---------- Dataset extract

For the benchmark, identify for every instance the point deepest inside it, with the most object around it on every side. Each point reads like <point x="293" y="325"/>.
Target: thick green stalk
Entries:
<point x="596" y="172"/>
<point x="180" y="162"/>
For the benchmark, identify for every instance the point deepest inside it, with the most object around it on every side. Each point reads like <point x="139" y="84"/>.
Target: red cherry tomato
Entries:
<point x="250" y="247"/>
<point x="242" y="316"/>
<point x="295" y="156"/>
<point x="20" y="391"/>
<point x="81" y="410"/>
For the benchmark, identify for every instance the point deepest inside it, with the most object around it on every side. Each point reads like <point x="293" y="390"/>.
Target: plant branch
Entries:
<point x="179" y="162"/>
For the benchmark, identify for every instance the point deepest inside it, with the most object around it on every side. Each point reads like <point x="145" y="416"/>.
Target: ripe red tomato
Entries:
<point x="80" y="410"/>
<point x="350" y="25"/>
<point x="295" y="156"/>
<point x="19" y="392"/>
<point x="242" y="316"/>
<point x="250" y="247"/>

--------------------

## Exercise aim
Copy out all of the data exactly, leaving nothing out.

## Correct result
For the benchmark, identify for every instance the point deepest inside it, with the most object around it on every side. Each point reads like <point x="293" y="325"/>.
Target: thick green stalk
Entries:
<point x="596" y="172"/>
<point x="180" y="162"/>
For the benchmark, identify for every instance the point deepest inside it, with the most object around it on every side. Each point reads like <point x="139" y="84"/>.
Target: red cherry tomato
Entries:
<point x="250" y="247"/>
<point x="242" y="316"/>
<point x="295" y="156"/>
<point x="20" y="391"/>
<point x="81" y="410"/>
For the benchmark, identify for every instance the point deepest inside it, with the most object around it on every side. Each point reads like <point x="293" y="390"/>.
Target: plant branch
Entries:
<point x="179" y="162"/>
For the benchmark, identify for every instance the point deepest inside it, with the most object around it on every side. Each point reads like <point x="145" y="416"/>.
Target: ripe red tomato
Entries:
<point x="80" y="410"/>
<point x="350" y="25"/>
<point x="295" y="156"/>
<point x="19" y="392"/>
<point x="242" y="316"/>
<point x="250" y="247"/>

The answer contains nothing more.